REQUEST 1:
Answer these questions from the passage on American constitutional law and public life, one line each:
(a) In which chapter was a summary view of the American Constitution already given?
(b) Which three places are named as examples of European governments founded only on force?
(c) Whose courage is praised for not despairing while the experience of France deterred the rest of Europe?
REQUEST 2: Resume the passage on American constitutional law and public life after its final sentence, keeping its style.

SOURCE TEXT:
Start

CONSTITUTIONAL LAW AND PUBLIC LIFE.

Europe and America- American Political System - New Constitution-The President-Presidential Election-Conventions-Presidents and Kings-Europe and America-Re-election of the President.

I HAVE already given in Chapter VIII. a summary view of the American Constitution; but it seemed to me that a consideration of its value and practical working, as well as of public life in general, could not properly be entered upon, until a number of other important topics had first been discussed. But even now that this has been done, the formation of a proper estimate is difficult, leads to repetitions, and can by no means be expected to meet with general acquiescence. For besides that I hold it quite impossible to transplant to Europe much that is excellent in America, my praise of the latter will not please even those who are dissatisfied with their own home. European liberalism is usually no more than a partial principle, directed against the monarchical heads; while it retains its own peculiar element, which it tends, cherishes, and fondles in every possible way. The military, the officeholders, the clergy, and the learned, regard the circle of their monopolies as too sacred to be invaded; and are loud in their denunciations of the Americans, for having desecrated all their sanctuaries, declared their gods to be idols, and their faith superstition. Nevertheless, true Americanism consists in this very totality of their social, ecclesiastical, and political organization; and not in this or that particular clause of their constitutions, or in solitary traits of manners and customs.

Another ground of false judgments already noticed by me is, that most observers retain the European point of view, and apply every thing to the European standard; so that of course every thing appears distorted and not reducible to rule. Thus, when the sovereignty of the people is spoken of, they have no idea of a well organized system, such as exists in the United States, but of the popular commotions in some European capitals; they forget that, if the political forms of America were as defective as they assert, the wise conduct of the American people under a bad constitution would be doubly deserving of admiration. In rebutting

such one-sided imputations, the Americans naturally assert: "It is only in the United States that a genuine representation exists. What we see in the most enlightened states of Europe is but a feeble approximation. The legislative bodies there, though respectable in point of talent, are, properly speaking, but a kind of drags or encumbrances, hung on the machine of monarchy to equalise its motions. A great number of European governments are founded only on force (as in Poland, Italy, and Ireland); and hence the dread or the impossibility of granting greater freedom. America, on the contrary, seeks no aid from superstition, supports no gainful impostures, and uses none of that disgusting cant with which the old governments varnish over the degradation of the people. When travellers say (and the Quarterly emphatically repeats and enlarges upon it), that all the freedom in America which exceeds the English measure goes only to the profit of the disorderly at the expense of the friends of order, we can and must ask in reply, Who are the disorderly in America; or are there here more mobs, paupers, beggars, and grumblers than in England ?"*

Another class of observers and critics measure the worth and practical utility of republican institutions by the unfortunate attempts of the French Revolution;-which is as fair and as proper, as if the character of monarchy were to be estimated by the times of the Roman Emperors. Although some resemblances may be traced between the French and American revolutions, the differences and contrasts are much greater, and the diversity of their origin and progress has led to totally different results. Had the French people before the revolution possessed more rights and greater political experience, fewer abominations would have been practised and tolerated. Much that was new was not true, and vice versâ; hence so many contradictions, such clinging to antiquated usages, or excessive commendation of novelties. If the American revolution, which produced a really new social existence, is to be designated as a failure, in what respect were the French more successful? What admirable courage was possessed by Jefferson, not to despair at the very time when the frightful experience of France deterred the rest of Europe for many years even from the most needful improvements! He recognised the essential difference between the two nations, distinguished the true from the false, use from abuse, and the possible from the impossible.

End

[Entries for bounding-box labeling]
Start

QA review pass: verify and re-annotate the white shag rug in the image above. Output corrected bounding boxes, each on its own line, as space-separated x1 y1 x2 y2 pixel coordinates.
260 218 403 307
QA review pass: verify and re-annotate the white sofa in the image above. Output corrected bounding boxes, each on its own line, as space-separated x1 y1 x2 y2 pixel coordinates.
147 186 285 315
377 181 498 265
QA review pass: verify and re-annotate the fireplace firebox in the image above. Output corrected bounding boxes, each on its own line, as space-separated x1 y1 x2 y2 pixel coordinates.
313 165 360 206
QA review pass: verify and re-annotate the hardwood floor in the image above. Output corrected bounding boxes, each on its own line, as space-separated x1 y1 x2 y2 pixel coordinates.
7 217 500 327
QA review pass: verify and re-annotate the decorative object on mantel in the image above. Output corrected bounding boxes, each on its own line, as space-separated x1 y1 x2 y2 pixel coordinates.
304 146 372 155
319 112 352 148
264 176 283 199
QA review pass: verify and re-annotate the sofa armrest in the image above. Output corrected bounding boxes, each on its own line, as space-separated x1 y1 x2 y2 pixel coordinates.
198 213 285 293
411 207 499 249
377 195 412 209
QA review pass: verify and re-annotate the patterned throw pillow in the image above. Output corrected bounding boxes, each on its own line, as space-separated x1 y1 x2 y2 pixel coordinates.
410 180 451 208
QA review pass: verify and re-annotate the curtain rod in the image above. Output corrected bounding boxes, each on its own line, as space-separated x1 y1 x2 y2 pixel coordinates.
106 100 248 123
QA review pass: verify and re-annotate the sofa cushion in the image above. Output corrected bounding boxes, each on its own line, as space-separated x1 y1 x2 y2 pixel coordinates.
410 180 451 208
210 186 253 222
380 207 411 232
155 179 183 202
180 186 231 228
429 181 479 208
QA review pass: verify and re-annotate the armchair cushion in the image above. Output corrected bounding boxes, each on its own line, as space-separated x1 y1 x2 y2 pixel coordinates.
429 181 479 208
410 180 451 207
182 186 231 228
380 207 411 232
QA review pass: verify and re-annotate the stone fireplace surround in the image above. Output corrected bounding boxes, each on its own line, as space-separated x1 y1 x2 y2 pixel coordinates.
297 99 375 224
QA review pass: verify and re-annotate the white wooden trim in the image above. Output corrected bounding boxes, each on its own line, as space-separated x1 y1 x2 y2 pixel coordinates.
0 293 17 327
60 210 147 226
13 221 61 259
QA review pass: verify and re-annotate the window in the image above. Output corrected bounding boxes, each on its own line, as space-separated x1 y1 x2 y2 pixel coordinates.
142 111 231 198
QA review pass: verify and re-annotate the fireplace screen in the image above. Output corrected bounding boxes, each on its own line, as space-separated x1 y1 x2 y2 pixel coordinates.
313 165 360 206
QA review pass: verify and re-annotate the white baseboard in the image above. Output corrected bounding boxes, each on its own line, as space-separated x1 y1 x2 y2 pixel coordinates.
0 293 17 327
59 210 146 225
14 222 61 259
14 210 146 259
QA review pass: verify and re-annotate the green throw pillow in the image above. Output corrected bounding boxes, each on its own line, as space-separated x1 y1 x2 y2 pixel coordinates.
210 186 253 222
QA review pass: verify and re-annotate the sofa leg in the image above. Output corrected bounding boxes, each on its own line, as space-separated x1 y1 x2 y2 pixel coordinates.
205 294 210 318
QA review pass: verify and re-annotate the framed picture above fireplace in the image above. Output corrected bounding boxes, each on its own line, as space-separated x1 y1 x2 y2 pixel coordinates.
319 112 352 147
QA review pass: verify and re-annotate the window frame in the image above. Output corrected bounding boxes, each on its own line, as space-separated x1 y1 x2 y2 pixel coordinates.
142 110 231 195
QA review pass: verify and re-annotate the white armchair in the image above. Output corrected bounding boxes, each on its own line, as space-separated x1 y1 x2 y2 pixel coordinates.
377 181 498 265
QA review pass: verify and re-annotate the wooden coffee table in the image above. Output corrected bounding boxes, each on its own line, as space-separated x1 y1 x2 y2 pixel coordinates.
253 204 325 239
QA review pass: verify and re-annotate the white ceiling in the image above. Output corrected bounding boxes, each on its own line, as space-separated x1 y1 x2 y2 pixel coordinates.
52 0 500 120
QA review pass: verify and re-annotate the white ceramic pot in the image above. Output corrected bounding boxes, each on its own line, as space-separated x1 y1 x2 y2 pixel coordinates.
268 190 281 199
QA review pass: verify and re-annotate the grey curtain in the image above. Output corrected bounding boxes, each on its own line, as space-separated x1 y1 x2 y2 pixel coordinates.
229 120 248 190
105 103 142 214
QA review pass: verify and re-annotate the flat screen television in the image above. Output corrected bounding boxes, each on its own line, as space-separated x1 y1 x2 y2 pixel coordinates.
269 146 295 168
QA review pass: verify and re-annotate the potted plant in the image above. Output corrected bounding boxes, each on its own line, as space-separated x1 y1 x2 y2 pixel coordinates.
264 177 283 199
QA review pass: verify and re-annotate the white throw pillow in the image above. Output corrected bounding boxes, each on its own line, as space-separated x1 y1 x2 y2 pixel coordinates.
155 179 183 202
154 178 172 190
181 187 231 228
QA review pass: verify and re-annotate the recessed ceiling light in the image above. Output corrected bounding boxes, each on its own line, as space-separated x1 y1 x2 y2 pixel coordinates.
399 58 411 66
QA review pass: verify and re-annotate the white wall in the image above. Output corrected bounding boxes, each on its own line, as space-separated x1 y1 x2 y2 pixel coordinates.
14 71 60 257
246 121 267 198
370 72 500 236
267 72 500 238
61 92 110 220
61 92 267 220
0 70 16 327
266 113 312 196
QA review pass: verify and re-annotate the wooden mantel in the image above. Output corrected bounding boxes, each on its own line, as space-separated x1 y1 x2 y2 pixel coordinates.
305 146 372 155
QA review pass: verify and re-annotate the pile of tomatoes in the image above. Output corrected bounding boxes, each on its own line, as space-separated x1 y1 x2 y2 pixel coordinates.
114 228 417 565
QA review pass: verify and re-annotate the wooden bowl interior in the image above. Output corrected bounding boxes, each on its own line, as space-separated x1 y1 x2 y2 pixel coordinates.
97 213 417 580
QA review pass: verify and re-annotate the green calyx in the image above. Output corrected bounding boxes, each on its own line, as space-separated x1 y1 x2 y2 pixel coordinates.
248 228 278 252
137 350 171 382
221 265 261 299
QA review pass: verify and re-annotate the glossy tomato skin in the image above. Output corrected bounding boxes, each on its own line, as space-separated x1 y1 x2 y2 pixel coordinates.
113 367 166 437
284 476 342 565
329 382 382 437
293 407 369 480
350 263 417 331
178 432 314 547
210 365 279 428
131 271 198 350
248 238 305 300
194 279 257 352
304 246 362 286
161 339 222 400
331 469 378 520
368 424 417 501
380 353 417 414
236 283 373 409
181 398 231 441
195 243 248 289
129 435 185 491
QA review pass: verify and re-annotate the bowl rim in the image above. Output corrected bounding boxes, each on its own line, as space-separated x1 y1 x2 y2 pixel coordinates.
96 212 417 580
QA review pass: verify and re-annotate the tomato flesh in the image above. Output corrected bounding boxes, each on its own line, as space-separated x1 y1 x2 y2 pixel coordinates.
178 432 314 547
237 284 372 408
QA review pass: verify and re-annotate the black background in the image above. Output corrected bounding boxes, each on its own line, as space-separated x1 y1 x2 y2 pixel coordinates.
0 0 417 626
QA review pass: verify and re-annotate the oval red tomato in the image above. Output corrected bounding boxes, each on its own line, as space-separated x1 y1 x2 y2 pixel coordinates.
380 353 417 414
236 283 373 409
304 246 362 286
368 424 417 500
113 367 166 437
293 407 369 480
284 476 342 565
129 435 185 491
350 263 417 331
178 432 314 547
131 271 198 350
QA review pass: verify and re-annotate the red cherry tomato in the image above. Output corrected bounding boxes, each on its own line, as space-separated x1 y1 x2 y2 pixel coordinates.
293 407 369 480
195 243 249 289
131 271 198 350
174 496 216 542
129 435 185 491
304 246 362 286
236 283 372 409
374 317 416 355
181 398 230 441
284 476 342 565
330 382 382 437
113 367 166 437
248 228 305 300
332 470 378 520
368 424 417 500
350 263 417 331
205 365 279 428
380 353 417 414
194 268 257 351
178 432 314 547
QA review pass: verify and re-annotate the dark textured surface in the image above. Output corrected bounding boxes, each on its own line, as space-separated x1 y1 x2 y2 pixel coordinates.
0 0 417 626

End

TASK ANSWER 1:
(a) Chapter VIII
(b) Poland, Italy, and Ireland
(c) Jefferson's

TASK ANSWER 2:
That timid historians are frightened out of their wits at particular occurrences in modern French history, is quite comprehensible, and may be overlooked or commiserated; but what

* Encyclopædia Americana, art. United States, pp. 452, 454. Hinton, ii. 422.

there is that is so horrible in American history, it is more difficult to conceive. That human opinions are not to be forced upon mankind as of divine right, has become a prevalent maxim even in Europe. Besides, one might also say that the doctrine of divine right is carried still further and improved upon in America. For not only does the President of the United States place himself under the divine protection, while he is as much divini juris as any European monarch; but every American citizen considers his rights to have as lofty an origin and as solid a foundation as those of a king. But since the Americans have enlarged their rights beyond those of any other people, their duties also rise in proportion; and if servility elsewhere often prevails, here pride has to be tamed; nor must it be forgotten that citizens, as well as kings, nobles, and priests, need a constant spiritual purification of the heart and passions.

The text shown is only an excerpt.